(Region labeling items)
-- BEGIN --

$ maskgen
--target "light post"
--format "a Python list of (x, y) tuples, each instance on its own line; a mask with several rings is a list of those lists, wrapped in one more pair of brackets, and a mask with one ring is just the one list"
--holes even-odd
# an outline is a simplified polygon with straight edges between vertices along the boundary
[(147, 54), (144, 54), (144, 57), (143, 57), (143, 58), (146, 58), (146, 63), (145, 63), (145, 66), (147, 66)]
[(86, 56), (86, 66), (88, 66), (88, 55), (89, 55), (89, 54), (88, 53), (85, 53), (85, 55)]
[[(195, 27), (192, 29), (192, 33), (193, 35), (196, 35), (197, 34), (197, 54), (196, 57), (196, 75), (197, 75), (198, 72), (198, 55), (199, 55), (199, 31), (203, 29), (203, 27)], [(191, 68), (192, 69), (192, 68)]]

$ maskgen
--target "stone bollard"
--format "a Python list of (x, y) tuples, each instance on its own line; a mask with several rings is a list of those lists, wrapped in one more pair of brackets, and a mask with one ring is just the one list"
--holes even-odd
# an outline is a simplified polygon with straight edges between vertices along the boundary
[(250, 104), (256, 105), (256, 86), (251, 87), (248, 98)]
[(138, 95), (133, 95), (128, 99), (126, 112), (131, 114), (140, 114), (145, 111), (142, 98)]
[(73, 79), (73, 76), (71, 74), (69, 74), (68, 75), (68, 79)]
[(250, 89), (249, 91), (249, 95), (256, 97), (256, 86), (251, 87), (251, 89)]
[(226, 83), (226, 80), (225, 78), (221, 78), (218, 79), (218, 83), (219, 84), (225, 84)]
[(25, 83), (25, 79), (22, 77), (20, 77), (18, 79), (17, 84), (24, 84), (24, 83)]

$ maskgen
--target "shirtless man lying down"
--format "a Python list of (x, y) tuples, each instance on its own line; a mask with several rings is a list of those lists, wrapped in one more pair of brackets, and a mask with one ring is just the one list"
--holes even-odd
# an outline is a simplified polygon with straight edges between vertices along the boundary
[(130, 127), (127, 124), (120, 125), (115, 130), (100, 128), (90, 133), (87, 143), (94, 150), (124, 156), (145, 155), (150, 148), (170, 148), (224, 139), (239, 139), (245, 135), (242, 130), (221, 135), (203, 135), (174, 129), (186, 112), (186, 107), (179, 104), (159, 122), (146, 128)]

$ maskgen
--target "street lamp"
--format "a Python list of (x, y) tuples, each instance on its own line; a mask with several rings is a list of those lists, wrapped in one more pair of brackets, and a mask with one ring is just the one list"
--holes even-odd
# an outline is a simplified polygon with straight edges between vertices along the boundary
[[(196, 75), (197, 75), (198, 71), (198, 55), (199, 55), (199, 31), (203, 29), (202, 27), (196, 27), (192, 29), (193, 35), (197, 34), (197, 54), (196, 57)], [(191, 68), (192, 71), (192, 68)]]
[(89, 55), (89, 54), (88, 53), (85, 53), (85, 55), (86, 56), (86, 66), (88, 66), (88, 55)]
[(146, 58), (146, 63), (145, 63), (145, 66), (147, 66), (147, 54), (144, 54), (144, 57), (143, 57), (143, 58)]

-- END --
-- BEGIN --

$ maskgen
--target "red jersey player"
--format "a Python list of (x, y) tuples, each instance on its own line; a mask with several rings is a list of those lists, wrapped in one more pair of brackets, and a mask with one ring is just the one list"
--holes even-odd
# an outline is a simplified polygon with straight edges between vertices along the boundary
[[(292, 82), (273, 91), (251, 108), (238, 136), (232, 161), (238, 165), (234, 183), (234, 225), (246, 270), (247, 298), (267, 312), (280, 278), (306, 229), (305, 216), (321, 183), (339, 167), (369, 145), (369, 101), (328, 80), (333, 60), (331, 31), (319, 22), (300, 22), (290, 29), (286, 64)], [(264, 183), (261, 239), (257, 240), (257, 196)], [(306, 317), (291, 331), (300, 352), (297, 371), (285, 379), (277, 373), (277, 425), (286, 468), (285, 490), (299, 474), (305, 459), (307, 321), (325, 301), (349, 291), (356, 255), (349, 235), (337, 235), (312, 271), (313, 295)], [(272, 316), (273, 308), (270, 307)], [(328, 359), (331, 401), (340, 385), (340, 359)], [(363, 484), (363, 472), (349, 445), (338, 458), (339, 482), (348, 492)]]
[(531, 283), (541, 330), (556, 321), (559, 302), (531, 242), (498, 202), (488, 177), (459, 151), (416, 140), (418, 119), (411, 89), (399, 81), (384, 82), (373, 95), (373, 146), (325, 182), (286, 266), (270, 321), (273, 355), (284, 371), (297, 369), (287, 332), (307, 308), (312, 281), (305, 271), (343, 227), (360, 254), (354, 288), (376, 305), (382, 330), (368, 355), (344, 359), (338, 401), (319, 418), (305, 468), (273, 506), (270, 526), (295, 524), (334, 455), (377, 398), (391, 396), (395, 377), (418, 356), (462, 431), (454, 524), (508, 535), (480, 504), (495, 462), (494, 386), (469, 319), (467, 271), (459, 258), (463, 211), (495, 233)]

-- END --

Pick out every line in the items above that contains the string "target" and copy each one. Case counts.

Exercise result:
--target "light post"
--target "stone bollard"
--target "shirtless man lying down"
--target "street lamp"
--target "red jersey player"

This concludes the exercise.